Rewrite the items below, replacing each occurrence of "steep tiled roof" with "sloped tile roof" and keeping everything else unchanged. Leave the pictures out of your answer.
------------------------------------
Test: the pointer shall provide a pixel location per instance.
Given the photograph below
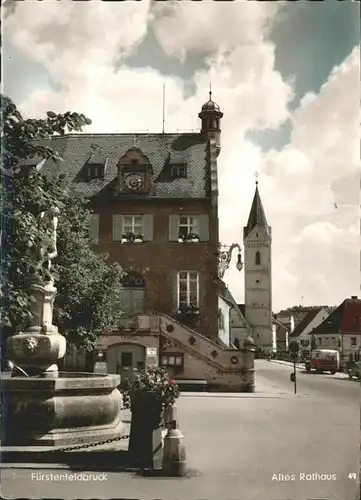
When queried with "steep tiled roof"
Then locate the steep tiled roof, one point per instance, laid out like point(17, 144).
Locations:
point(242, 308)
point(279, 323)
point(310, 316)
point(163, 150)
point(345, 319)
point(257, 216)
------------------------------------
▶ [Finished exercise]:
Test: the pointer shall provide a pixel location per instance.
Given the photograph below
When queried with "sloped tile roof"
Then locate the sloped tile roof, one point per instance, laid out like point(17, 144).
Locations:
point(242, 308)
point(279, 323)
point(310, 316)
point(163, 150)
point(345, 319)
point(257, 216)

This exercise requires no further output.